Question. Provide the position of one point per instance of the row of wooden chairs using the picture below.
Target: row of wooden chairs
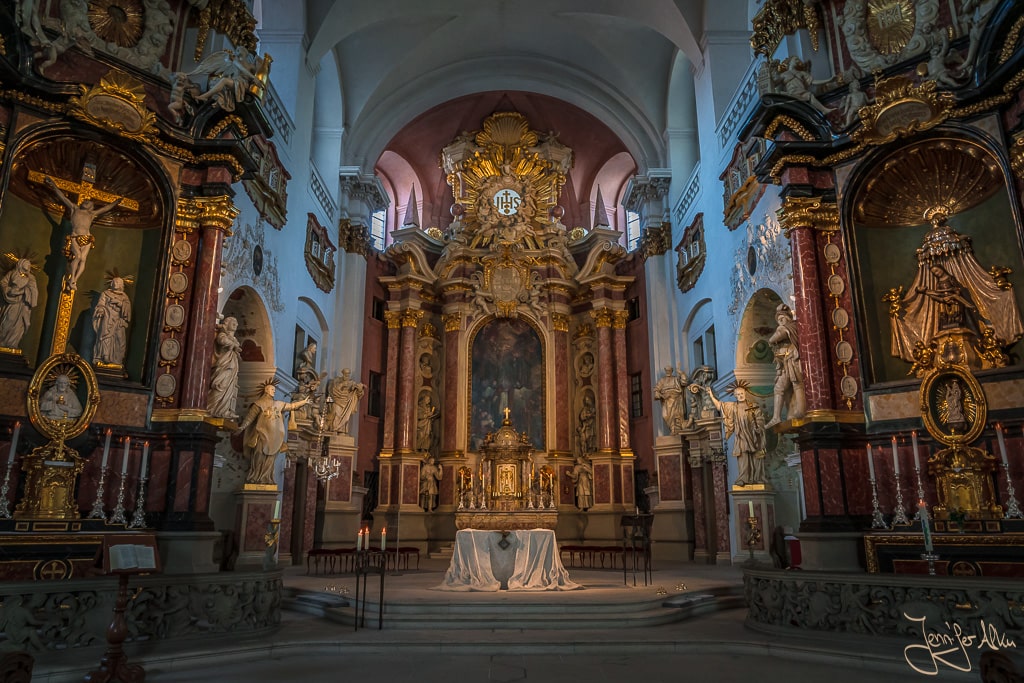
(334, 560)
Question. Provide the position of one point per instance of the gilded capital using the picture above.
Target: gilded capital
(812, 212)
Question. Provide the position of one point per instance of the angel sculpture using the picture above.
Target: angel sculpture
(230, 76)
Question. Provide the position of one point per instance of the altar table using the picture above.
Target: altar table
(519, 560)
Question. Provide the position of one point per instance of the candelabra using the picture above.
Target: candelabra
(1013, 507)
(97, 505)
(118, 516)
(921, 494)
(138, 519)
(4, 509)
(899, 517)
(878, 519)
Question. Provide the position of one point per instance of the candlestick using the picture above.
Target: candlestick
(913, 439)
(107, 451)
(13, 443)
(878, 519)
(1003, 444)
(124, 459)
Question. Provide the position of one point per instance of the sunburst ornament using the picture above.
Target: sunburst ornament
(118, 22)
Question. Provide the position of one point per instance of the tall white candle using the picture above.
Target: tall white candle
(13, 442)
(1003, 444)
(144, 467)
(124, 459)
(107, 451)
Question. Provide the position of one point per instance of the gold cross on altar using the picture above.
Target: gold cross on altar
(85, 188)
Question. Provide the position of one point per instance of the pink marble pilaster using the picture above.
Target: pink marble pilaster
(811, 324)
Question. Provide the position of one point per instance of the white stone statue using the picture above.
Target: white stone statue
(669, 390)
(81, 240)
(20, 294)
(59, 401)
(744, 419)
(110, 321)
(426, 415)
(263, 429)
(230, 76)
(582, 475)
(788, 374)
(223, 395)
(430, 474)
(346, 393)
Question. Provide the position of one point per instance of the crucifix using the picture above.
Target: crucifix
(80, 242)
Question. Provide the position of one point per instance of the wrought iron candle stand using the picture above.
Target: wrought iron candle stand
(878, 519)
(138, 518)
(97, 505)
(1013, 507)
(118, 516)
(4, 507)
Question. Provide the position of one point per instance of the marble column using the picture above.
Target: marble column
(216, 214)
(606, 408)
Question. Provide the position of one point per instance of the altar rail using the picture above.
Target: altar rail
(893, 605)
(60, 614)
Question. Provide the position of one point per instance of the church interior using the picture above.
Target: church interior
(710, 309)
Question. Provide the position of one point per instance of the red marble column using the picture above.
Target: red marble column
(391, 381)
(406, 427)
(450, 431)
(811, 324)
(215, 220)
(622, 382)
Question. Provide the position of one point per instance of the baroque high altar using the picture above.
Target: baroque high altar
(508, 327)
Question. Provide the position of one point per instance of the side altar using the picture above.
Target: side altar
(508, 492)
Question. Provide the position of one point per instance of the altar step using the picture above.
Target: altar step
(505, 611)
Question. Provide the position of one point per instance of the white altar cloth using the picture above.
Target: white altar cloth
(528, 562)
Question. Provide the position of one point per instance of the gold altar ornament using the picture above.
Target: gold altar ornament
(954, 411)
(62, 399)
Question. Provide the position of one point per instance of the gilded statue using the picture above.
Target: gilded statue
(19, 295)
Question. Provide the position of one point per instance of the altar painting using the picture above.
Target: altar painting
(507, 372)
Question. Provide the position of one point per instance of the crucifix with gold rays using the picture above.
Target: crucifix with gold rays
(81, 214)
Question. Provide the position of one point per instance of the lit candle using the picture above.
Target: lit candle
(145, 460)
(913, 439)
(1003, 444)
(107, 451)
(124, 459)
(895, 460)
(925, 528)
(13, 442)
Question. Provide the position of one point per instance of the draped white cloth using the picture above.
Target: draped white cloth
(528, 562)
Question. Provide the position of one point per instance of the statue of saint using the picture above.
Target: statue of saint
(426, 415)
(110, 321)
(744, 419)
(59, 401)
(223, 395)
(81, 240)
(582, 475)
(669, 390)
(586, 436)
(788, 374)
(345, 393)
(20, 294)
(430, 474)
(263, 429)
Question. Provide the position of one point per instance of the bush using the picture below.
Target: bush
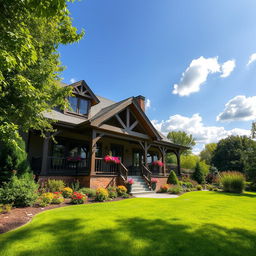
(112, 192)
(90, 192)
(67, 192)
(172, 179)
(174, 189)
(164, 188)
(121, 190)
(57, 198)
(198, 175)
(78, 198)
(20, 192)
(232, 182)
(101, 194)
(55, 185)
(13, 160)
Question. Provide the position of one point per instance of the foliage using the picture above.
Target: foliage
(175, 189)
(57, 198)
(182, 138)
(234, 153)
(101, 194)
(67, 192)
(164, 188)
(222, 224)
(75, 185)
(207, 153)
(232, 181)
(198, 175)
(31, 32)
(20, 191)
(13, 160)
(90, 192)
(78, 198)
(112, 192)
(121, 190)
(172, 178)
(54, 185)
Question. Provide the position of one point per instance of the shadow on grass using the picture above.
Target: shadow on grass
(132, 236)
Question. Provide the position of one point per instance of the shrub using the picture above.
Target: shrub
(67, 192)
(101, 194)
(199, 187)
(57, 198)
(78, 198)
(232, 182)
(112, 192)
(198, 175)
(174, 189)
(90, 192)
(55, 185)
(172, 179)
(13, 160)
(164, 188)
(121, 190)
(20, 192)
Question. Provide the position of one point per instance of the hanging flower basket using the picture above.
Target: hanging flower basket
(112, 159)
(158, 163)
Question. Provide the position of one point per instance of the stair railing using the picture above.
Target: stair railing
(146, 174)
(123, 172)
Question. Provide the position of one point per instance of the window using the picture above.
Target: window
(79, 105)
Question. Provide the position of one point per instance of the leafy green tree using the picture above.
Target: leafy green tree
(182, 138)
(198, 174)
(31, 32)
(233, 153)
(172, 178)
(13, 160)
(207, 152)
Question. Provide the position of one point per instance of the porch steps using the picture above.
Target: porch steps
(139, 186)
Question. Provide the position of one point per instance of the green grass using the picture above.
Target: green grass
(197, 223)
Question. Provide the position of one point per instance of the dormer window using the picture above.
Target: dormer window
(79, 105)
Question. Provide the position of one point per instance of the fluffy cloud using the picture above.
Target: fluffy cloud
(72, 80)
(194, 125)
(239, 108)
(148, 104)
(252, 58)
(227, 67)
(197, 73)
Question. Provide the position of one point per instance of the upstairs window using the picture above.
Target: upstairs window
(78, 105)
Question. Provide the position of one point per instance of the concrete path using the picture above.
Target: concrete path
(156, 195)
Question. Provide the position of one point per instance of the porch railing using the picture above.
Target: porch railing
(146, 174)
(68, 166)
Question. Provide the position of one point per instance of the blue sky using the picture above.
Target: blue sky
(147, 46)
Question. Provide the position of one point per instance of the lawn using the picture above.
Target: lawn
(196, 224)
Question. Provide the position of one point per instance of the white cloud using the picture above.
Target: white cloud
(252, 58)
(227, 67)
(72, 80)
(194, 125)
(239, 108)
(197, 73)
(148, 104)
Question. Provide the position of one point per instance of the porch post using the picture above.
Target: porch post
(177, 153)
(45, 156)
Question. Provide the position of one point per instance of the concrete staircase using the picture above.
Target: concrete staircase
(139, 186)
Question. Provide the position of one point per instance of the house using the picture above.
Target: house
(93, 128)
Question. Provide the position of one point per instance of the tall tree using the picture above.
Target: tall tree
(207, 153)
(182, 138)
(31, 32)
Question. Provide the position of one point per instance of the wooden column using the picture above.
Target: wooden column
(44, 166)
(93, 147)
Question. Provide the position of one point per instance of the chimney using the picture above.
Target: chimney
(141, 101)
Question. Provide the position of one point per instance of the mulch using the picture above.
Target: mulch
(20, 216)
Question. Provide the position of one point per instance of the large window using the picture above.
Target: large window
(79, 105)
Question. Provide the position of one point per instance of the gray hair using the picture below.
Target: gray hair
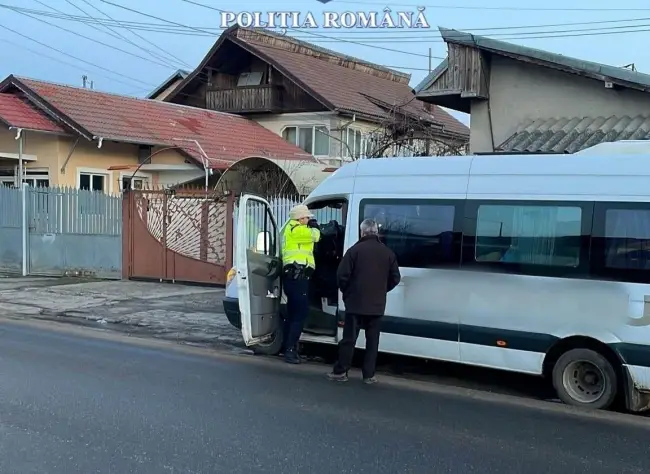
(369, 227)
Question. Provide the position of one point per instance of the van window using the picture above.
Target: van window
(627, 239)
(420, 233)
(260, 231)
(531, 235)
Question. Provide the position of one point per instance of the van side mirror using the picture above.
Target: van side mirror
(263, 242)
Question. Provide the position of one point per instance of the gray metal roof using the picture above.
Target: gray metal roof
(617, 75)
(569, 135)
(431, 77)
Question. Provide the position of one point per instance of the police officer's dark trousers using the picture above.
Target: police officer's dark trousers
(297, 290)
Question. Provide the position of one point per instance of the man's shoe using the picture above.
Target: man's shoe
(337, 377)
(291, 357)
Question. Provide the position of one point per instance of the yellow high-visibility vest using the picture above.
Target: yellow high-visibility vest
(298, 244)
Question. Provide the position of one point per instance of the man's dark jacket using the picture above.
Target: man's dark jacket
(366, 273)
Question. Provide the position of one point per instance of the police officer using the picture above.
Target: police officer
(299, 237)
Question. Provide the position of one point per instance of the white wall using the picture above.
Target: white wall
(519, 91)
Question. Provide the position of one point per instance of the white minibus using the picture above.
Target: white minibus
(538, 264)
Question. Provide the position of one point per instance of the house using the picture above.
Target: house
(333, 106)
(163, 90)
(527, 100)
(86, 139)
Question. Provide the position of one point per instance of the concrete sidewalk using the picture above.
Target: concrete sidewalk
(190, 314)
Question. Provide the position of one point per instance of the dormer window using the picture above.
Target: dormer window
(249, 79)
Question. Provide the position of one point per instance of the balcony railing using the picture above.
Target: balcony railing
(248, 99)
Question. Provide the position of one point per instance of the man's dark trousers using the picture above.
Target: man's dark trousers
(372, 328)
(297, 309)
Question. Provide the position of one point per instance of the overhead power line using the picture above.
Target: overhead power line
(88, 38)
(190, 30)
(40, 54)
(138, 81)
(318, 35)
(116, 34)
(151, 43)
(522, 36)
(495, 7)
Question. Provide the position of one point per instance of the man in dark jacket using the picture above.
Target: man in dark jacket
(366, 274)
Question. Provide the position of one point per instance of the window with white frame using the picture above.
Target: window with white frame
(93, 181)
(136, 182)
(353, 144)
(313, 139)
(249, 79)
(34, 177)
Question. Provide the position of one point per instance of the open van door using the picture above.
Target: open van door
(259, 268)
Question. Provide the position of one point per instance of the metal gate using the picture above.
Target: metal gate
(177, 235)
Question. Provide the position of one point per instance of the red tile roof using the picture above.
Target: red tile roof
(344, 87)
(18, 113)
(225, 138)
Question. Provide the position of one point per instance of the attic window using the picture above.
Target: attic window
(249, 79)
(144, 152)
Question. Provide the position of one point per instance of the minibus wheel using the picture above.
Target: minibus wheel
(585, 378)
(272, 346)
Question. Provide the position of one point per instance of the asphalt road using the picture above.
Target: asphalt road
(73, 403)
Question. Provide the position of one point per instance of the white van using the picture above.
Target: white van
(537, 264)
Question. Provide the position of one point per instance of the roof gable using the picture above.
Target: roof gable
(341, 83)
(603, 72)
(18, 113)
(224, 138)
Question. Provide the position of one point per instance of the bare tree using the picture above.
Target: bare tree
(403, 134)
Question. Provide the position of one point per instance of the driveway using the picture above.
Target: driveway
(192, 314)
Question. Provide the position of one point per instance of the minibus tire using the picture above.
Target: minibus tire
(271, 347)
(585, 378)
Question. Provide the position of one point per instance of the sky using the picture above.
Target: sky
(124, 51)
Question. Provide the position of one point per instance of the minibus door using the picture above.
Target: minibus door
(259, 267)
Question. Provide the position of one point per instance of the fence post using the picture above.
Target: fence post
(24, 227)
(230, 224)
(127, 232)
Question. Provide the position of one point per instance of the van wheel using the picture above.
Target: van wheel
(585, 378)
(271, 347)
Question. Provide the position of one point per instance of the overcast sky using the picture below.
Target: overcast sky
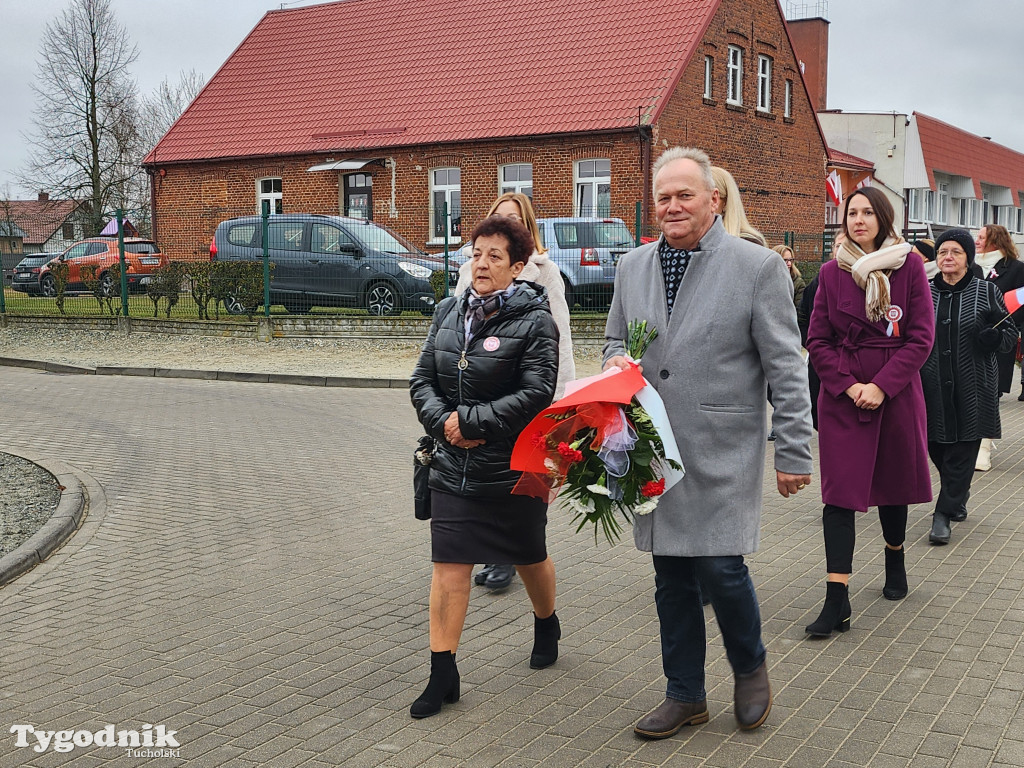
(962, 62)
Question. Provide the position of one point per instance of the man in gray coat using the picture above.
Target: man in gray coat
(723, 307)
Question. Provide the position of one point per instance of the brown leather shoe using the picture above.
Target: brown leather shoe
(670, 716)
(753, 698)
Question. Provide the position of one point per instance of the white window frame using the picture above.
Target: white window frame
(928, 214)
(913, 205)
(942, 214)
(764, 83)
(517, 184)
(588, 178)
(976, 211)
(274, 196)
(734, 88)
(963, 211)
(450, 186)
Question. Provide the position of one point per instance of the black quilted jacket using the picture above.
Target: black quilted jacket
(508, 377)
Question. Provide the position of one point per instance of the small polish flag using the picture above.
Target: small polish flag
(1014, 300)
(834, 185)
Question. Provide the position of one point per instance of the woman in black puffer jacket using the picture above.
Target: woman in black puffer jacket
(488, 366)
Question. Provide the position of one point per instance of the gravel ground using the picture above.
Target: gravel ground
(377, 358)
(28, 497)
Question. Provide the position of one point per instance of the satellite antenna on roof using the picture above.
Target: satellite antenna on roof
(815, 9)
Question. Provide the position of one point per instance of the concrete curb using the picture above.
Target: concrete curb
(242, 376)
(67, 519)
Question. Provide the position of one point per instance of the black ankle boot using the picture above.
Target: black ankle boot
(547, 632)
(835, 613)
(442, 688)
(895, 588)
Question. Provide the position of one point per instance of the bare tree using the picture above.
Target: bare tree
(159, 111)
(86, 142)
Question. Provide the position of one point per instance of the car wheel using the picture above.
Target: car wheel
(569, 293)
(235, 306)
(382, 300)
(107, 286)
(48, 287)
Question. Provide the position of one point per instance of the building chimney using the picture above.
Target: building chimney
(810, 43)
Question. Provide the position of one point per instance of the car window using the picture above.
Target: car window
(592, 235)
(141, 248)
(380, 239)
(78, 251)
(242, 235)
(328, 239)
(285, 236)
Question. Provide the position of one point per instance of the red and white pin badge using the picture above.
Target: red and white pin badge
(894, 314)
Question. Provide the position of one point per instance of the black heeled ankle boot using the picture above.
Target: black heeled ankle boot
(895, 588)
(547, 633)
(835, 613)
(442, 688)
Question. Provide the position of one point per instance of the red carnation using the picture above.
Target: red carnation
(568, 453)
(652, 488)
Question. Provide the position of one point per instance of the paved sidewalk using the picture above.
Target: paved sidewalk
(251, 577)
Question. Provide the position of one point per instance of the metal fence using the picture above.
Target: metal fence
(317, 264)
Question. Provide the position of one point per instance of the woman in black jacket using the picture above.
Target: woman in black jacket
(961, 376)
(488, 366)
(997, 259)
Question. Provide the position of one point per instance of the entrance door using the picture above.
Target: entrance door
(357, 198)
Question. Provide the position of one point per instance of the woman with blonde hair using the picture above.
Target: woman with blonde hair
(871, 330)
(798, 280)
(543, 271)
(999, 262)
(730, 207)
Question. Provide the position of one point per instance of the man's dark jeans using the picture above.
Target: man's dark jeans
(679, 582)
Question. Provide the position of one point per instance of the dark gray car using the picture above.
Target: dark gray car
(332, 261)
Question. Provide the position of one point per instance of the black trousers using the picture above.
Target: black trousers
(955, 464)
(841, 534)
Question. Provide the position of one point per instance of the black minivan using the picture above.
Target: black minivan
(324, 260)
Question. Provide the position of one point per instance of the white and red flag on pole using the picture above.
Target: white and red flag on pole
(834, 185)
(1014, 300)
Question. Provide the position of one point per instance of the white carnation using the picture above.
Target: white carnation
(646, 508)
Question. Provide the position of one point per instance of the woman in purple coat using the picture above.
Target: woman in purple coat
(870, 332)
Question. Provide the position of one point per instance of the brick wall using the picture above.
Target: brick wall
(192, 199)
(778, 163)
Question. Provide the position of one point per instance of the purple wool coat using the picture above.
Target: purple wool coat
(871, 458)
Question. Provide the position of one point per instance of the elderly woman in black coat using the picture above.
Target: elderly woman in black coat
(961, 376)
(488, 366)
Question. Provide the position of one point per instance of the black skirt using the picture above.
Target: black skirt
(503, 530)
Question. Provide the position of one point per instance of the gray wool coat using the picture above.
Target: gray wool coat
(732, 330)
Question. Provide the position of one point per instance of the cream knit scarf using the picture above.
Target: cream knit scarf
(871, 270)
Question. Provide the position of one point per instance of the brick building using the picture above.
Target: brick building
(393, 110)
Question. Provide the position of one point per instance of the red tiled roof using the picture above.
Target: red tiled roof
(387, 73)
(949, 150)
(39, 219)
(850, 162)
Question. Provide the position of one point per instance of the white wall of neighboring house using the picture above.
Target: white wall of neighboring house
(880, 138)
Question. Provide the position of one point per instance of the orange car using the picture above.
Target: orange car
(142, 258)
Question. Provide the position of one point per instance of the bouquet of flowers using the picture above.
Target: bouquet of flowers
(606, 445)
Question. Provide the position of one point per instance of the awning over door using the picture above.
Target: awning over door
(343, 165)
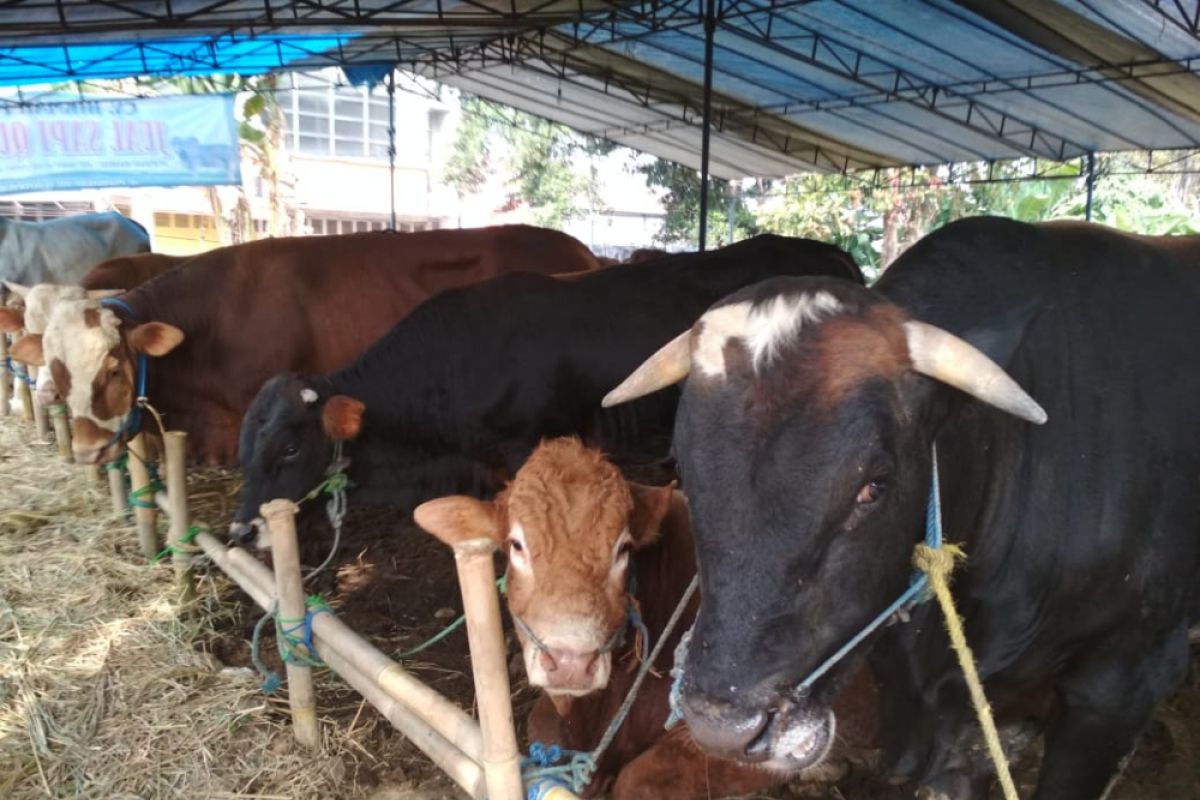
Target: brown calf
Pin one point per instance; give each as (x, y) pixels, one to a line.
(579, 536)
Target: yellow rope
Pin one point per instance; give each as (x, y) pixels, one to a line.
(939, 564)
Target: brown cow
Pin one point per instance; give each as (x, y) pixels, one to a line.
(231, 318)
(576, 535)
(129, 271)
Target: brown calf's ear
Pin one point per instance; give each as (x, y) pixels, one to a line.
(651, 507)
(11, 320)
(342, 417)
(459, 518)
(28, 349)
(155, 338)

YOUR ASSIGNMENT – Only the lines containing the word "below" should be returned from the data above.

OUTPUT FOR THIS EXERCISE –
Question. Provide the position of one point per instance of the row of wooden chairs using the picture below.
Question. Provide the position of one point per instance of the bush using the picture below.
Question. Provide the position of one point per instance of the gray hair using the picture below.
Question. Provide the position of one point per instance of the overcast sky using the picture below.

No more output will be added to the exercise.